- _INFORMATION SUPPLIED_:
■ ■ ■ ■ ■

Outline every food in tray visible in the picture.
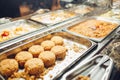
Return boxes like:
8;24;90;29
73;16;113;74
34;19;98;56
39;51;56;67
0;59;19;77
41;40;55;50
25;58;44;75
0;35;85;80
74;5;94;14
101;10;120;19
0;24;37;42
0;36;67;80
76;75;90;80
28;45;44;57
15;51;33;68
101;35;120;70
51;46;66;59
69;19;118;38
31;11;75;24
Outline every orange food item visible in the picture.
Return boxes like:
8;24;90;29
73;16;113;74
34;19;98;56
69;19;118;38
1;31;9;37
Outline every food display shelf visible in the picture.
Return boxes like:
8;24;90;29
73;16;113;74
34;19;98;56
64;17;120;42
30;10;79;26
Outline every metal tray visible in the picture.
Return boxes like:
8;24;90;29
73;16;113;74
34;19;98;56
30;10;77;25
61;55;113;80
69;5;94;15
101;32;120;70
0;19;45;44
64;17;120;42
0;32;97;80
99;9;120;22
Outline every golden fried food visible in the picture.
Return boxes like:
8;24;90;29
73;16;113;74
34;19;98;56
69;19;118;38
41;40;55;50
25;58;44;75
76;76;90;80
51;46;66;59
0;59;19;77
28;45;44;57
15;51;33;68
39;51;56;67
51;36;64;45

■ ■ ■ ■ ■

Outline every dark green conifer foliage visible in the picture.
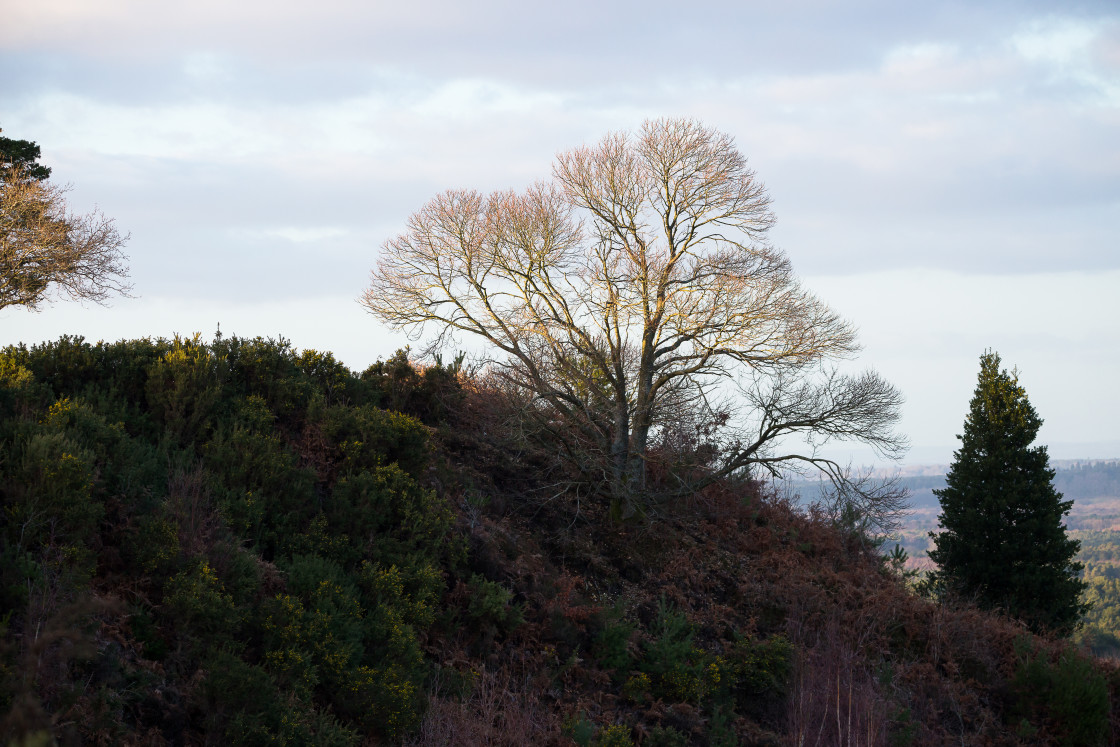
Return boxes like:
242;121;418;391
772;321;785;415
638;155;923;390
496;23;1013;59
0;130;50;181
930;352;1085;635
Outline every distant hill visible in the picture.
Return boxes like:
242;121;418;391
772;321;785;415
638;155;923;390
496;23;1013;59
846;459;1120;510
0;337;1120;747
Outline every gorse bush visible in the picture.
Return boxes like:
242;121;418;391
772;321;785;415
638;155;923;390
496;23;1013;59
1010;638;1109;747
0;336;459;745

■ ■ ■ ■ ■

- _TASK INSTRUCTIONS_: Quote the lines from the one containing "Outline every food display" up to and including the one containing "51;36;64;45", reproducing them without any change.

- _RESPONSE TO THIS EXERCISE_:
Outline every food display shelf visible in the picture.
Return boxes like:
8;24;90;29
73;16;113;74
34;19;98;56
64;17;120;42
30;10;79;26
Outline every metal tray visible in the picture.
Return boxes like:
8;24;90;29
73;16;113;74
34;19;98;56
30;10;77;25
61;55;113;80
69;5;94;15
101;32;120;70
0;19;45;44
64;17;120;42
0;32;97;80
99;9;120;22
Outline every golden fried food visible in the picture.
Return boxes like:
8;24;90;29
73;16;113;74
34;19;98;56
69;19;118;38
41;40;55;50
25;58;44;75
76;76;90;80
51;46;66;59
0;59;19;77
28;45;44;57
15;51;33;68
39;51;56;67
51;36;64;45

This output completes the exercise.